▶ **Requirements**
Present every line of the items below as a Markdown table with two columns, "No." and "Item line," numbering the rows in order and leaving out blank lines. Leave the pictures out of the table.

▶ **Data to use**

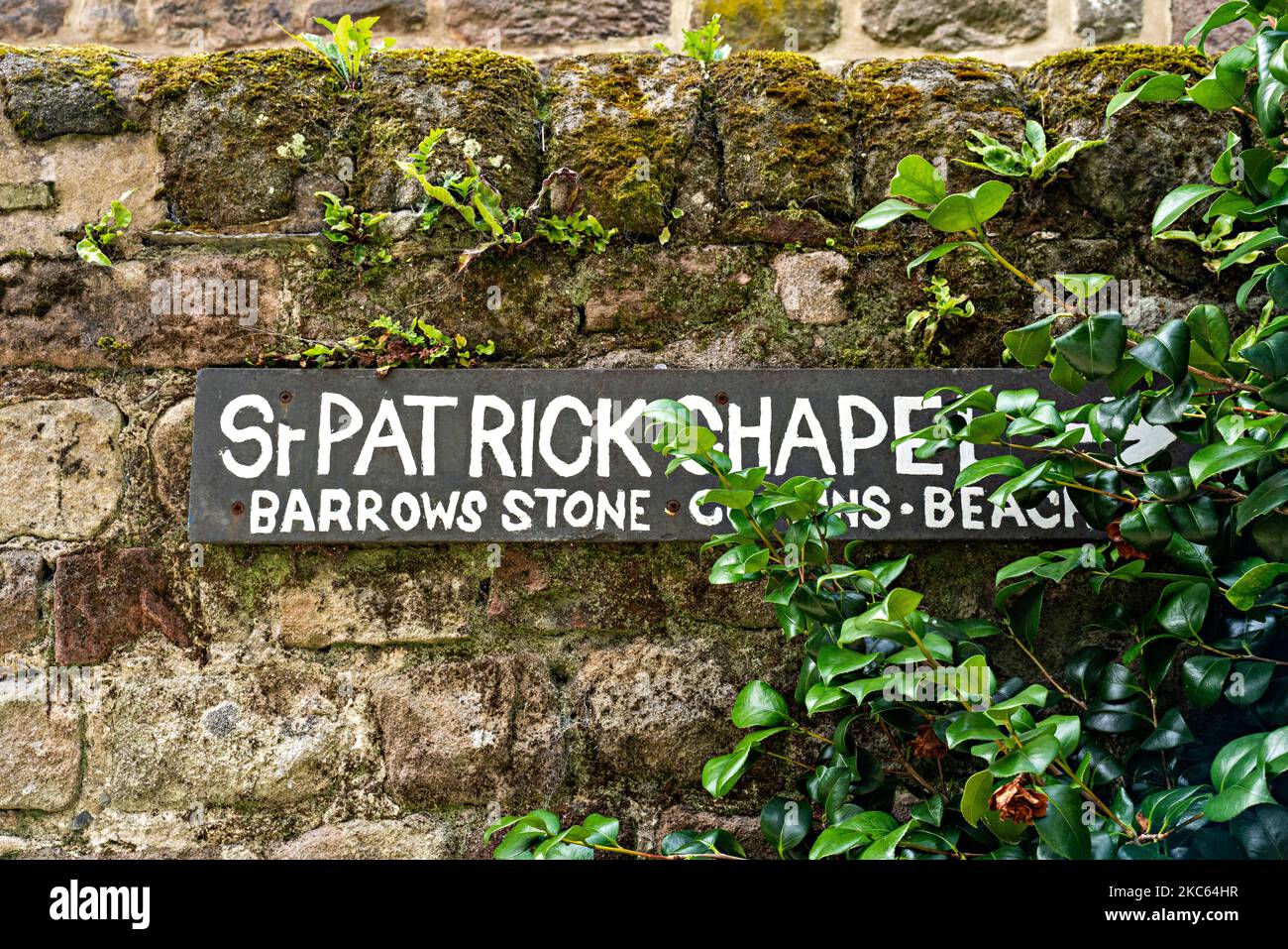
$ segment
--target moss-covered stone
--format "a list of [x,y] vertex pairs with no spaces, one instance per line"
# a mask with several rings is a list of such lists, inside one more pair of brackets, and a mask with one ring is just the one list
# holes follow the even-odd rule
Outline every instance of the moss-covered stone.
[[685,57],[596,53],[550,70],[550,168],[581,175],[605,227],[656,236],[697,133],[702,70]]
[[126,126],[121,71],[134,57],[107,46],[0,45],[4,113],[24,139],[112,135]]
[[1208,169],[1235,128],[1229,116],[1195,106],[1133,103],[1105,121],[1105,106],[1136,70],[1191,77],[1211,67],[1194,49],[1122,45],[1077,49],[1042,59],[1024,73],[1024,90],[1052,135],[1104,138],[1072,165],[1077,202],[1115,224],[1144,228],[1158,201],[1179,184],[1208,181]]
[[[155,59],[146,70],[142,89],[158,103],[165,191],[176,220],[318,230],[313,192],[344,192],[359,103],[340,93],[317,57],[267,49]],[[291,150],[295,135],[303,143]]]
[[300,304],[300,334],[344,338],[388,315],[429,320],[475,342],[492,339],[497,360],[572,360],[578,315],[568,299],[567,254],[538,245],[509,255],[493,249],[457,273],[455,255],[434,257],[415,245],[404,241],[395,266],[365,282],[341,259],[299,262],[287,285]]
[[429,162],[434,174],[464,173],[470,155],[506,205],[526,206],[541,178],[540,89],[531,61],[488,49],[381,54],[363,81],[354,200],[379,210],[421,204],[420,186],[394,162],[430,129],[446,128],[452,133]]
[[[971,129],[1019,144],[1024,98],[1015,76],[980,59],[860,59],[845,67],[859,124],[859,190],[864,208],[884,200],[905,155],[929,161],[969,155]],[[947,165],[949,190],[992,175]]]
[[762,264],[738,248],[640,246],[585,258],[568,293],[586,333],[661,343],[746,318],[768,282]]
[[854,210],[849,90],[799,53],[737,53],[712,70],[729,201]]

▶ **Problem solution**
| No. | Item line |
|---|---|
| 1 | $ segment |
| 2 | --target moss-covered stone |
| 3 | --format "a list of [x,y] vertex pairs with no spaces, one instance per line" |
| 4 | # a mask with several rings is a list of such lists, inside one more pair of brackets, and a mask with one ring is just the one list |
| 5 | # holes follow the even-odd rule |
| 6 | Outline every instance of the moss-covered stone. |
| 7 | [[685,57],[596,53],[550,70],[550,168],[581,175],[605,227],[656,236],[697,133],[702,70]] |
| 8 | [[126,126],[121,71],[134,57],[107,46],[0,45],[4,113],[24,139],[112,135]] |
| 9 | [[1208,169],[1235,128],[1229,116],[1195,106],[1133,103],[1105,121],[1105,106],[1136,70],[1191,77],[1211,67],[1194,49],[1122,45],[1077,49],[1042,59],[1024,73],[1024,90],[1052,135],[1104,138],[1072,165],[1077,202],[1115,224],[1144,228],[1158,201],[1179,184],[1208,181]] |
| 10 | [[[155,59],[146,70],[142,89],[158,103],[165,191],[176,220],[318,230],[313,192],[344,192],[359,103],[340,93],[317,57],[267,49]],[[291,150],[295,135],[303,143]]] |
| 11 | [[300,304],[300,334],[344,338],[388,315],[429,320],[475,342],[492,339],[497,360],[572,360],[578,315],[568,299],[567,254],[538,245],[509,255],[493,249],[457,273],[455,255],[434,257],[415,245],[404,241],[395,266],[365,282],[341,259],[299,262],[287,285]] |
| 12 | [[429,162],[434,174],[464,173],[470,155],[506,205],[526,206],[541,178],[540,89],[531,61],[488,49],[381,54],[363,81],[354,200],[379,210],[421,204],[420,186],[394,162],[430,129],[446,128],[452,133]] |
| 13 | [[[971,129],[1019,144],[1024,98],[1015,76],[980,59],[860,59],[845,67],[859,124],[859,190],[864,208],[884,200],[905,155],[929,161],[969,155]],[[947,165],[949,190],[992,175]]] |
| 14 | [[762,264],[738,248],[640,246],[585,258],[568,293],[586,333],[661,343],[746,318],[768,282]] |
| 15 | [[854,210],[849,90],[799,53],[737,53],[712,70],[729,201]] |